- _Dokumentauszug_:
================================

Protocol of the Session on April 9, 2002

(Dr. Dürr (BÜNDNIS 90/DIE GRÜNEN): Das war aber kein öffentlicher Auftrag!)

Im Moment haben wir bei den Banken noch ein DreiSäulen-Prinzip, was sich zwar durch den Einfluss der Europäischen Union ändern wird. Im Moment haben wir dieses Prinzip aber noch. Wir haben starke und große private Banken, wir haben zweitens die Genossenschaftsbanken und wir haben als dritte Säule die öffentlich-rechtlichen Banken, repräsentiert durch die Landesbank und die Sparkassen. New Economy, neue Medien, Innovationen, Zukunftstechnologien und Zukunftswirtschaft sind nun einmal mit einem besonderen Risiko verbunden. In den letzten Jahren haben Sie sehr oft kritisiert, dass die Banken zu zurückhaltend wären und in neue Branchen nicht investieren würden. Nur wer bereit ist, Innovation und Zukunftstechnologien zu unterstützen, wird auch neue Arbeitsplätze schaffen. Wer aber meint, nur an den alten Strukturen festhalten zu können, wird wirtschaftspolitisch scheitern. Wenn wir eine Unterstützung der neuen Technologien von den privaten Banken fordern, halte ich es für selbstverständlich, dass eine öffentlich-rechtliche Bank gleichermaßen bereit ist, ein Risiko auf sich zu nehmen.

(Beifall bei der CSU)

Wenn es Ihnen wirklich um eine gerechte Bewertung aller Vorgänge im positiven und im negativen Sinne ginge, könnten Sie die privaten Banken nicht ausblenden. Sie reduzieren Ihren Blick nur auf die Landesbank. Ihr Motiv ist nur eine parteipolitische Auseinandersetzung. Die Bürger im Lande werden dies aber merken.

Ich darf zusammenfassend sagen: Die Bayerische Landesbank hätte eine Unterlassung begangen, wenn sie nicht auch bereit gewesen wäre, Risiken auf sich zu nehmen, um 10000 Arbeitsplätze in Bayern zu schaffen.

================================

- _Datenauszug_:
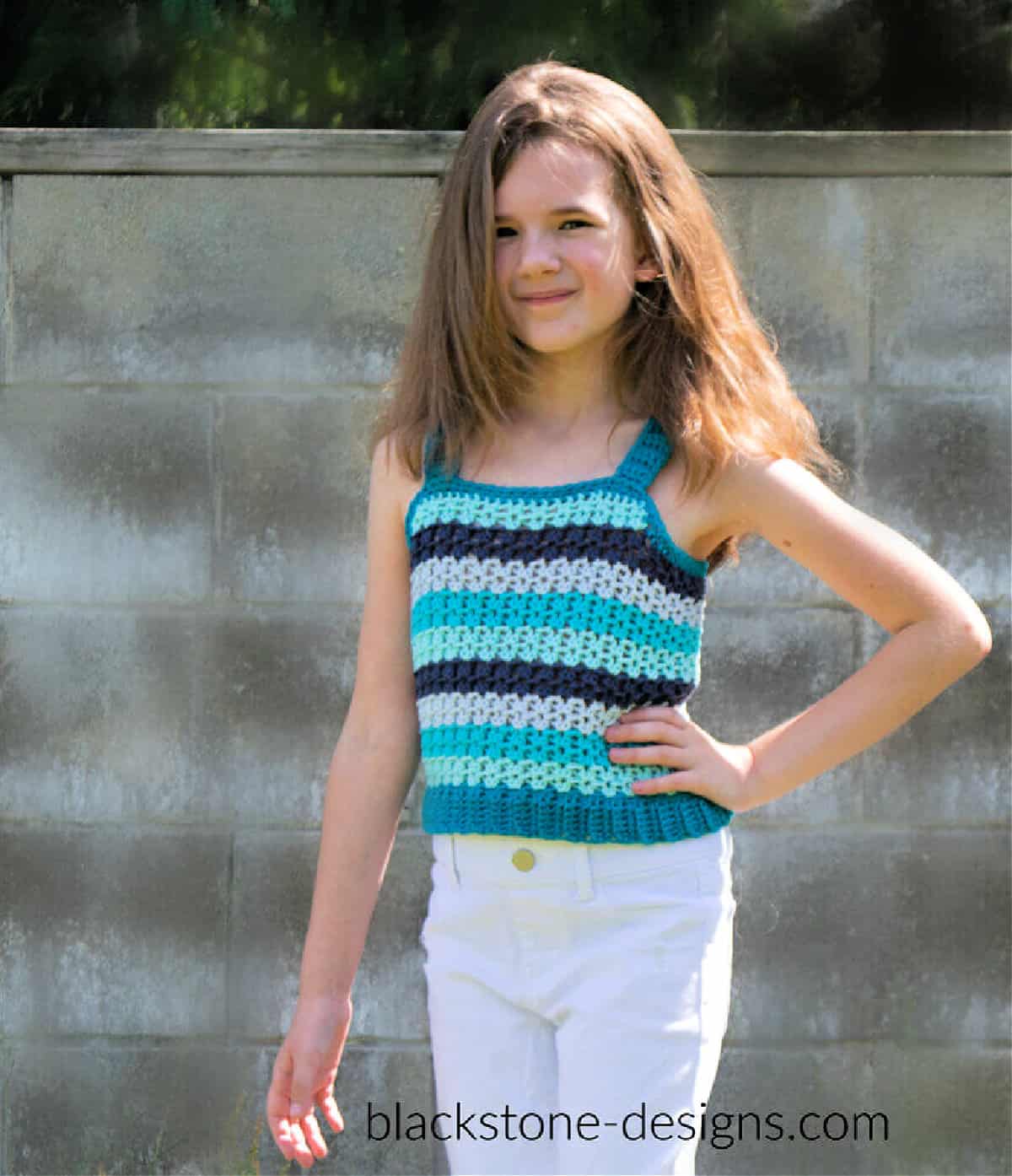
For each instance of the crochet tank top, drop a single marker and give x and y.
(540, 615)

================================

- _Aufgabenliste_:
• a. Übertragen Sie aus dem Protokollauszug zur Landesbank wortgetreu den Abschnitt, der mit den Worten um „(Beifall bei der“ beginnt und mit „dies aber merken.“ schließt.
• b. Knüpfen Sie an das Ende des Protokollauszugs zur Landesbank an und führen Sie die Rede weiter.

- _Antworten_:
• a.
(Beifall bei der CSU)

Wenn es Ihnen wirklich um eine gerechte Bewertung aller Vorgänge im positiven und im negativen Sinne ginge, könnten Sie die privaten Banken nicht ausblenden. Sie reduzieren Ihren Blick nur auf die Landesbank. Ihr Motiv ist nur eine parteipolitische Auseinandersetzung. Die Bürger im Lande werden dies aber merken.

• b.
(Beifall bei der CSU)

Deshalb befinden wir uns nicht auf der Flucht vor Ihnen, wie Sie geschrieben haben oder stehen in Sack und Asche. Wir sind der Meinung, die Entscheidung der Bayerischen Landesbank war durchaus mutig. Wer keinen Mut hat, soll auch nicht Verantwortung übernehmen.

(Beifall bei der CSU)

Dies waren mutige Entscheidungen. Wenn man es insgesamt sieht, stellt man fest, es waren auch rentable Entscheidungen, trotz der bekannten momentanen Schwierigkeiten. Was ist durch die Insolvenz passiert? – Die Eigentumsverhältnisse haben sich verändert, und die bisherige Geschäftsführung ist weg, aber das Unternehmen läuft weiter. Sie verwechseln immer wieder Insolvenz mit Liquidation und Zusammenbruch. Die Banken haben uns in den langen und intensiven Gesprächen, die ich zusammen mit Kurt Faltlhauser und Otto Wiesheu geführt habe, gesagt, sie sehen in einer solchen eigenverantwortlichen Insolvenz im Moment die beste Möglichkeit, Arbeitsplätze, Standort und Zukunft des Unternehmens zu sichern.

(Dr. Dürr (BÜNDNIS 90/DIE GRÜNEN): Danke für die Pleite!)

Das würde niemand so sagen. Eine Insolvenz ist nicht schön. Vor dem Unternehmen liegt ein dornenreicher Weg. Ich möchte den vier beteiligten Banken, die gestern vor die Presse gegangen sind, meine Anerkennung für den Mut aussprechen, dass sie sagen, sie geben Massekredite und begleiten den eingeschlagenen Weg. Das ist kein Ende, sondern eine Wende, und zwar eine Wende zum Besseren.

(Beifall bei der CSU)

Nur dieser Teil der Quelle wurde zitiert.